▸ **What is needed**: Can you retype the listing below word for word, leaving the pictures out?

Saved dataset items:
-------

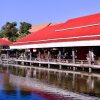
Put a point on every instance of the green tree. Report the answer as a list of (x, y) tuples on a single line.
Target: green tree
[(24, 29), (1, 34), (9, 31)]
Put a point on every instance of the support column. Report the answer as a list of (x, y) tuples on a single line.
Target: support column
[(7, 56), (73, 55), (48, 58), (30, 58), (59, 58)]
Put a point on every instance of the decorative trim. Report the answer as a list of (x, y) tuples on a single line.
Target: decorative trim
[(59, 44), (71, 28)]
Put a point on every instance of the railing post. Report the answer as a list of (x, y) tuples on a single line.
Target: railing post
[(73, 55)]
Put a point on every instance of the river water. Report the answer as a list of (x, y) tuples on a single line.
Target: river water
[(50, 85)]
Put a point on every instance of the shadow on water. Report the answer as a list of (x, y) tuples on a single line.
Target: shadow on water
[(48, 85)]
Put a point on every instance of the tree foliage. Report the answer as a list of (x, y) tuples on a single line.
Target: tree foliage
[(96, 51), (1, 34), (9, 31)]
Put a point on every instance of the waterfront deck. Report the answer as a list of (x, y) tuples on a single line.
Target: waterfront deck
[(68, 64)]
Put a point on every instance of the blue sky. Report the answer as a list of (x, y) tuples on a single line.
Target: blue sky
[(43, 11)]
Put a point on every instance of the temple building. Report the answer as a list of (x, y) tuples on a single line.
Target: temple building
[(76, 41)]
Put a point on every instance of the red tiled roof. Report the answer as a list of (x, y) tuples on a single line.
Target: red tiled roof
[(38, 27), (62, 33), (4, 41)]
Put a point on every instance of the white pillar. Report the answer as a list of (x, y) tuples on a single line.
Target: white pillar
[(59, 56), (73, 55), (39, 55), (48, 55)]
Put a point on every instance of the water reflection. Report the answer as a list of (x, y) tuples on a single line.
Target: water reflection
[(11, 92), (76, 82)]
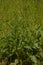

-------

▸ **Problem solution**:
Put a point on every instance of the green tree. Report the answer as a list of (x, y) tuples on a single line.
Target: green tree
[(24, 29), (1, 34), (9, 31)]
Put a point on every instance of the support column. Report the answer as a list of (x, y) tuples on a single line.
Target: support column
[(7, 56), (73, 55), (48, 58), (30, 58), (59, 58)]
Put a point on every instance of the decorative trim. Report the answer as a list of (x, y) tuples on a single line.
Target: decorative trim
[(59, 44), (71, 28)]
Put a point on every instance of the railing post. Report the answer as a list of (x, y) tuples on a single line.
Target: railing post
[(73, 55)]
Put a point on every instance of the river water. Report the answer as a list of (x, y) tuples on a single line.
Target: river water
[(50, 85)]
Put a point on every instance of the shadow on water. Report the answer as a list of (x, y) tuples on a single line.
Target: shadow on water
[(48, 85)]
Put a point on every instance of the tree foliage. Report the answer as a list of (x, y) tuples on a single line.
Target: tree foliage
[(96, 51), (1, 34), (9, 31)]
Put a point on every instance of the waterfront deck. Report the answer as a list of (x, y) tuples on a single line.
Target: waterfront deck
[(68, 64)]
Put a point on every instance of the blue sky. Report the answer as a list of (x, y) tuples on a single line.
Target: blue sky
[(43, 11)]
Put a point on every instance of the temple building. Report the answer as a list of (x, y) tuples on a single line.
Target: temple building
[(76, 41)]
Put a point on every instance of the red tiled roof. Report the answer as a list of (x, y) tuples on a single line.
Target: red tiled roof
[(38, 27), (62, 33), (4, 41)]
Put a point on every instance of the white pillar. Report the answer as a list of (x, y) tuples on a single line.
Target: white pillar
[(59, 56), (73, 55), (39, 55), (48, 55)]
Put a point on every instance of the water reflection. Report the answer as a list of (x, y) tuples on a single line.
Target: water reflection
[(11, 92), (76, 82)]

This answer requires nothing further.